## Trecho selecionado
*****

Adiar a vigência da Lei Geral de Proteção de Dados Pessoais não é solução

Cristina De Luca

02/11/2019 13h41

Esta semana, com todo mundo supostamente distraído pelas rusgas políticas de Brasília, o óleo nas praias do nordeste, os muitos eventos empresariais em São Paulo, etc e tal, um novo projeto de lei, o de número 5762/2019, apresentado pelo deputado federal Carlos Bezerra (MDB-MT),  deu entrada na Câmara propondo adiar a vigência da Lei Geral de Proteção de Dados (LGPD) em dois anos. Portanto, para 15 de agosto de 2022!

O principal argumento de Bezerra é a falta de tempo das empresas para adequação à lei. Nas suas considerações, o deputado alega que uma pesquisa recente, feita com 143 empresas, a maioria delas de grande porte, indicou que apenas 17% dispõem de iniciativas concretas ou já implementadas de conformidade à lei.  "Se nem mesmo as grandes corporações já estão preparadas para lidar com os desafios introduzidos pela LGPD, para as pequenas empresas o quadro certamente inspira ainda mais preocupação, sobretudo neste momento de grave turbulência econômica que o Brasil atravessa hoje", opinou o deputado.

As críticas não demorara. E foram muitas.

Na opinião de muitos profissionais que acompanham o tema proteção de dados desde a tramitação do PL que culminou na LGPD há mais de um ano, não poderia haver argumento mais contraproducente.

Fazendo um contraponto com o regulamento europeu de proteção de dados, o GDPR, no qual a nossa lei é inspirada, em 25 de maio de 2018,  data no qual ele passou a vigorar, apenas 20% das empresas já haviam atingido a conformidade, conforme relatório realizado pela Trustarc.

*****

## Extrato de dados
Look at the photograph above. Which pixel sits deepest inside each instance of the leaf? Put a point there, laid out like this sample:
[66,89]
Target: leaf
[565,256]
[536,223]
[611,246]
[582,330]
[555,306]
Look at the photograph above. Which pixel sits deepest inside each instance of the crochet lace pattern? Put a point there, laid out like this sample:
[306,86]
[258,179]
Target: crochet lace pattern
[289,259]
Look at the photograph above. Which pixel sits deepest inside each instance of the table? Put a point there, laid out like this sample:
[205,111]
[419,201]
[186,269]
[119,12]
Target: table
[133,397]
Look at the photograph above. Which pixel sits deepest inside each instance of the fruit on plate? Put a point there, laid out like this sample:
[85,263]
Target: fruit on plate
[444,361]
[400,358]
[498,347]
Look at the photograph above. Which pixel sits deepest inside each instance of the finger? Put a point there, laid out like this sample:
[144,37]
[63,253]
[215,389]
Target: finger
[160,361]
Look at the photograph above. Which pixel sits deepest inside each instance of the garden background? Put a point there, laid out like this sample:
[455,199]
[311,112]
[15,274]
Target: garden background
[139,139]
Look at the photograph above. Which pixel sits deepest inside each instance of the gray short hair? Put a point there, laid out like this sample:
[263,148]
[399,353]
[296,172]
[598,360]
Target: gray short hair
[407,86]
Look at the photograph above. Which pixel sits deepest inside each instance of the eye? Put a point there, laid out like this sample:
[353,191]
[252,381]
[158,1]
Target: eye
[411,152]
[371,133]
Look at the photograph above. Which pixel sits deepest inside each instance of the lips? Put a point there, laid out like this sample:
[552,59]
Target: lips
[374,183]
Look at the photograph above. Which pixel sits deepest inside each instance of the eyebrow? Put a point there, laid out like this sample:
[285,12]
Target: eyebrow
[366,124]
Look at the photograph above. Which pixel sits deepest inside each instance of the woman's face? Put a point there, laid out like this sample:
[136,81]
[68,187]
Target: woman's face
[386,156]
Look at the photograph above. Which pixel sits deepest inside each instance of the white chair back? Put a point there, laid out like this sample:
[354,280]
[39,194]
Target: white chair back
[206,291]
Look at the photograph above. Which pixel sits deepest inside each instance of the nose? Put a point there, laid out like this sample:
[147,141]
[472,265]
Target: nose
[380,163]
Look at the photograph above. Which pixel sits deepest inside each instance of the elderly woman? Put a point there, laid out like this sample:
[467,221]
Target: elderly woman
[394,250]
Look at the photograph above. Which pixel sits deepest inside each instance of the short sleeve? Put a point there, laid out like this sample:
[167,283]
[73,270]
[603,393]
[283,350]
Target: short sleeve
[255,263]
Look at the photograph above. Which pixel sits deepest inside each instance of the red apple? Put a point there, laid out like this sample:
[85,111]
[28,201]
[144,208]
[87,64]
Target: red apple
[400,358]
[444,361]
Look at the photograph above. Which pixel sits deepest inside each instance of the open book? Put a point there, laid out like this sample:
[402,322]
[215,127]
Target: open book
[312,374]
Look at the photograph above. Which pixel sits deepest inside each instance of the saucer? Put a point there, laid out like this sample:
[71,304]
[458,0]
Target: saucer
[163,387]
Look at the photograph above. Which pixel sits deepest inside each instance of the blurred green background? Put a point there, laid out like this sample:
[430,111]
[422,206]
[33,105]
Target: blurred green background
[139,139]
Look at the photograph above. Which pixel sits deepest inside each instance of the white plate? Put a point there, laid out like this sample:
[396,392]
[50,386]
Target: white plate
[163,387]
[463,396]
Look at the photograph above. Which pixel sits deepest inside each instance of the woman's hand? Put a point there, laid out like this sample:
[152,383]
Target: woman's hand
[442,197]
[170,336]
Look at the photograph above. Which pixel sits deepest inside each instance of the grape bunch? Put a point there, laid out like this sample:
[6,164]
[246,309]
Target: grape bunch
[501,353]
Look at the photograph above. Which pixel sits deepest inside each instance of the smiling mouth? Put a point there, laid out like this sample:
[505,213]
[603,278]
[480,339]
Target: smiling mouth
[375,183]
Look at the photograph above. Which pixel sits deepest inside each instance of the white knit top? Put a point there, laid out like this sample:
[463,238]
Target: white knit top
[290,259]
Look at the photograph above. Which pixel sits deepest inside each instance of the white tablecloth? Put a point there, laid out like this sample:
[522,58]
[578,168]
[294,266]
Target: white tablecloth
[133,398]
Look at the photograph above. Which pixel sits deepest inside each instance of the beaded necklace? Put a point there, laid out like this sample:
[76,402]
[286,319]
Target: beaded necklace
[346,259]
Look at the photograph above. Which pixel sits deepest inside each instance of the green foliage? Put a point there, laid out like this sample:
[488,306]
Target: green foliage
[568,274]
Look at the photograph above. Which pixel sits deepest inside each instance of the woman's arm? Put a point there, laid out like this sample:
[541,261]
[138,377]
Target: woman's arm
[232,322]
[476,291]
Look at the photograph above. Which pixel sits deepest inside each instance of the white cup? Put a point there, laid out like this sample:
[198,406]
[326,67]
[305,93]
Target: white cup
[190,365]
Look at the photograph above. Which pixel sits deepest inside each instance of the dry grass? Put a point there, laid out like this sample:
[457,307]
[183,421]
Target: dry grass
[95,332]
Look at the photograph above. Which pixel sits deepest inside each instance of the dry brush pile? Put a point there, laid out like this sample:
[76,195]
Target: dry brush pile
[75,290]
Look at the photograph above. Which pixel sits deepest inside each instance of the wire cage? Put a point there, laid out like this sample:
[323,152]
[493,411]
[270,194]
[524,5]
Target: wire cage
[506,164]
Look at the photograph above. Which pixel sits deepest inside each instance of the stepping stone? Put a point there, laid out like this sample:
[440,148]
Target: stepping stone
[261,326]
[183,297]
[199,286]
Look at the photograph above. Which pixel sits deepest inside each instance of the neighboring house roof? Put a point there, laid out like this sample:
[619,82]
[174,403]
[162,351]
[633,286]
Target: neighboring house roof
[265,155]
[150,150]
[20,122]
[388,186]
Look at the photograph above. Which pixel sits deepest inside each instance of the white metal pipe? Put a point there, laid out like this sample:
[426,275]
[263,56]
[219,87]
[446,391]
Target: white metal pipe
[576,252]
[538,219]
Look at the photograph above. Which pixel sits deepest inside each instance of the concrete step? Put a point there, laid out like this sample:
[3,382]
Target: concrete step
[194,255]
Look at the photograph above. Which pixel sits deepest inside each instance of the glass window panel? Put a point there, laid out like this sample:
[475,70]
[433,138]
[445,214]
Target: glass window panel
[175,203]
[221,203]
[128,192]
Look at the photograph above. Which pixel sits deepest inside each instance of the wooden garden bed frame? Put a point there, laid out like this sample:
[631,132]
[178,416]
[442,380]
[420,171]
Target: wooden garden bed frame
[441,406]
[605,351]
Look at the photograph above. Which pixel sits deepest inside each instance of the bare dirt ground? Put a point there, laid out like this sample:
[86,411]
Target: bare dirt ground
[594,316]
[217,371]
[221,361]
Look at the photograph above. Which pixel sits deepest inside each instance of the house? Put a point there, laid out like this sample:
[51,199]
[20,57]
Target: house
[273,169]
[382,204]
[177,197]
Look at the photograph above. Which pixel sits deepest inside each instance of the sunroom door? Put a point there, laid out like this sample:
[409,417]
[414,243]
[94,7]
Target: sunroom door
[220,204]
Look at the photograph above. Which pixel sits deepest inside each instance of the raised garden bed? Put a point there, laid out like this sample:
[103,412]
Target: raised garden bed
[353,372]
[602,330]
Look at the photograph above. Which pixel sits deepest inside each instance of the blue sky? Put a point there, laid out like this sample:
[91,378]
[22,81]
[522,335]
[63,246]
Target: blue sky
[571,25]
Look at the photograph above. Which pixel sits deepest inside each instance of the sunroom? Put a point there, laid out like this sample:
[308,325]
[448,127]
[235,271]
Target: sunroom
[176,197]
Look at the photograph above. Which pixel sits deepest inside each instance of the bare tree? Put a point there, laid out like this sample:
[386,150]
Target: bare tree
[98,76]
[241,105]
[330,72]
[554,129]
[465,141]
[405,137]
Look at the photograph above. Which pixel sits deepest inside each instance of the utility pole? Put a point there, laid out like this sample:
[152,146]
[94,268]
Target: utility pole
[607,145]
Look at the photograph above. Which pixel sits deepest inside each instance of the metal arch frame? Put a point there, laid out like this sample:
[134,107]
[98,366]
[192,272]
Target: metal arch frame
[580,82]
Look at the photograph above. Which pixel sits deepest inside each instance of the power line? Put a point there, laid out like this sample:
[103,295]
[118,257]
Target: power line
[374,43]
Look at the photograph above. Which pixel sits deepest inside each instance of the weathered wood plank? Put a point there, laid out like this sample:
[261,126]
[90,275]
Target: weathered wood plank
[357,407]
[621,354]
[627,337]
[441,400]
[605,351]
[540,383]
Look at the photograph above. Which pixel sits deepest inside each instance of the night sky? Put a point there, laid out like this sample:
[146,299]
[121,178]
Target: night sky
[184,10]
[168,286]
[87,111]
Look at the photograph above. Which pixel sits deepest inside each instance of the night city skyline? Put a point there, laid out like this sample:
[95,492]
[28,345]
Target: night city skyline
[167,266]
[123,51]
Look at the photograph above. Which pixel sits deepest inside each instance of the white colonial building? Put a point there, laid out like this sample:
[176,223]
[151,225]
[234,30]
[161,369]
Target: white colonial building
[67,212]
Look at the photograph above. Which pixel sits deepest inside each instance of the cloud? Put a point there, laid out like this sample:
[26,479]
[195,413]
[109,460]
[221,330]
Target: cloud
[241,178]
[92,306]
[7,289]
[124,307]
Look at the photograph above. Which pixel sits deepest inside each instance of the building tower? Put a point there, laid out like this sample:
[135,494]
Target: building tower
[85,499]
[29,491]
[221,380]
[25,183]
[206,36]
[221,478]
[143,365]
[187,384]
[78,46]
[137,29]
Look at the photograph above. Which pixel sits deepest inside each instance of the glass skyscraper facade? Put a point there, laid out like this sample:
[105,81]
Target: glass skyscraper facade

*****

## Instruções de trabalho
1. Segundo o trecho sobre o adiamento da LGPD, qual percentual das empresas pesquisadas tinha iniciativas concretas ou já implementadas de conformidade à lei?
2. Dê continuidade ao trecho sobre o adiamento da LGPD a partir da última frase apresentada.

## Respostas
1. Apenas 17% das empresas pesquisadas.

2.
Em julho deste ano, quando foi divulgada uma pesquisa realizada pela RSM, esse percentual já havia subido para 70%, restando ainda significativos 30% para a completa conformidade contextual, argumenta a especialista em Proteção de Dados Viviane Nóbrega Maldonado, em artigo publicado no seu LinkedIn. Artigo este no qual ela faz outras considerações sobre a mesma pesquisa usada pelo deputado para fundamentar sua proposta, o estudo Brazil IT Snapshot, da consultoria Logicalis.

Diz Viviane:

"(…)  Do estudo, extrai-se expressamente que a preocupação com o tema da proteção de dados já está em 3o. lugar dentre as empresas pesquisadas (no ano anterior estava na 8a. posição), sendo que 64% das empresas gigantes já estão em processo de implementação de plano integrado de segurança. Além disso, houve aumento de investimento em TI em 2019 para 50% das empresas.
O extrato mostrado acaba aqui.